Material for the task ::
---+---
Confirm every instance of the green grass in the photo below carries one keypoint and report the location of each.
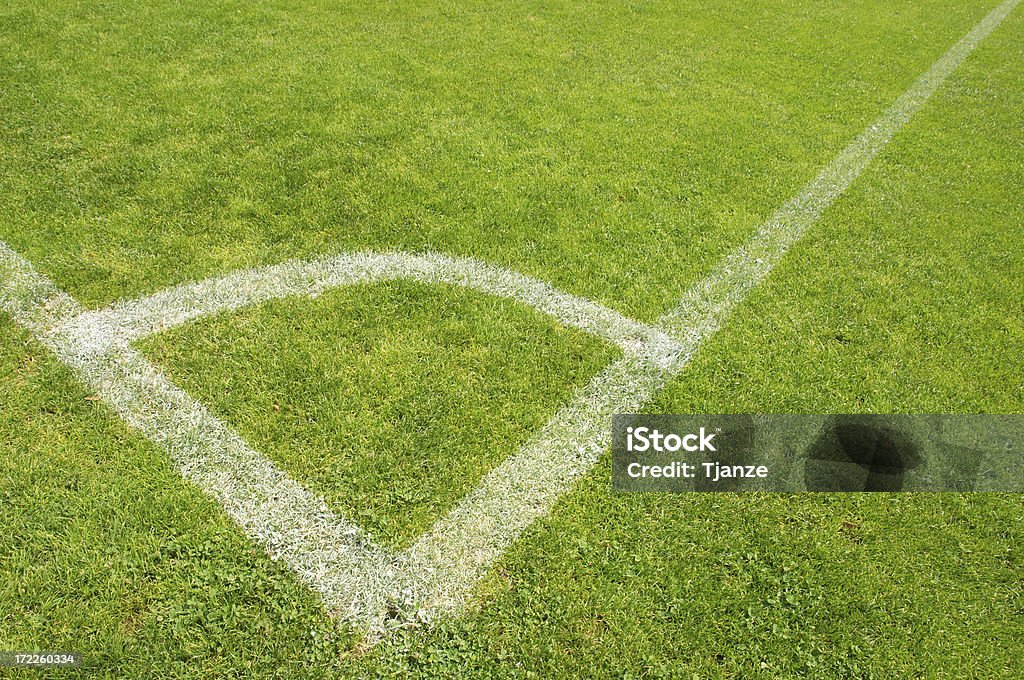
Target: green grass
(614, 150)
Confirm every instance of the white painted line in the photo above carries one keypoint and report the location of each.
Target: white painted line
(360, 582)
(461, 546)
(129, 321)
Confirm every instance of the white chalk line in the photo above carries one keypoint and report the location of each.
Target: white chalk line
(360, 582)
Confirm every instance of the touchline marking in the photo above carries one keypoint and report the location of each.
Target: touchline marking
(363, 583)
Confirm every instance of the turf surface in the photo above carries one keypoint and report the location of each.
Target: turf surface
(615, 151)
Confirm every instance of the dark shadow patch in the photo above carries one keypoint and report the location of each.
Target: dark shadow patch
(860, 454)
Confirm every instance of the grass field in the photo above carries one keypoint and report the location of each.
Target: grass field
(615, 151)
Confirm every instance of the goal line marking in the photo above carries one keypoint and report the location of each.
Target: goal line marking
(363, 583)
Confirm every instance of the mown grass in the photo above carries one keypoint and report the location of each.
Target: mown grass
(615, 151)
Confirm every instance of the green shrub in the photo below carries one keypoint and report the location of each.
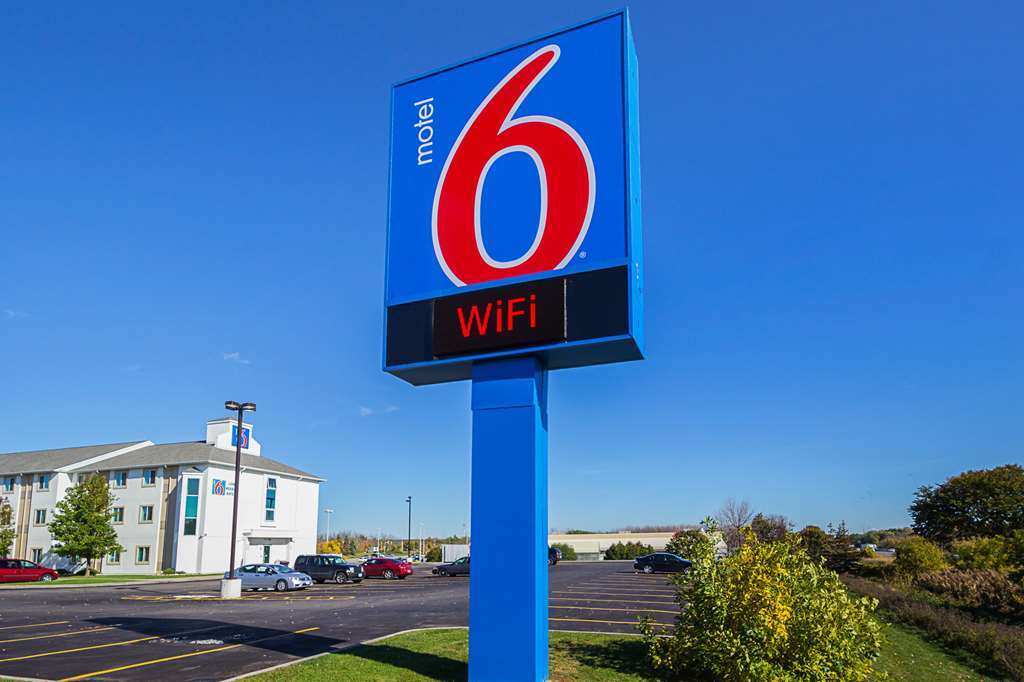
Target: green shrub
(916, 555)
(982, 553)
(568, 554)
(627, 551)
(684, 542)
(766, 612)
---+---
Short exercise :: Rewrite the data from the line containing "Confirm every instance of the dark" through the end of the data, both ends included and requests kept, shifting every keypoint coordinate by adding 105 to both the x and y values. Leave the pictures out.

Result of the task ::
Confirm every instance of the dark shadow patch in the photo above carries one keypoint and report the location of each.
Target: dark shadow patch
(965, 559)
Confirm every instance of the grass field in the photo above carries one keypoint and report the location of each.
Target: grass field
(720, 256)
Confirm every instance of the goal line marking in the photo above carries one keypoint and report the location of each.
Target: goal line marking
(468, 688)
Confirm every instance of the mown grass in the photo above carries one keypoint and report the location of each.
Target: mown grass
(720, 256)
Confirm every instance of the green shrub in the photo below carries one keypoint and report the location of each.
Target: green shrub
(1021, 660)
(1087, 658)
(673, 659)
(732, 656)
(789, 647)
(871, 717)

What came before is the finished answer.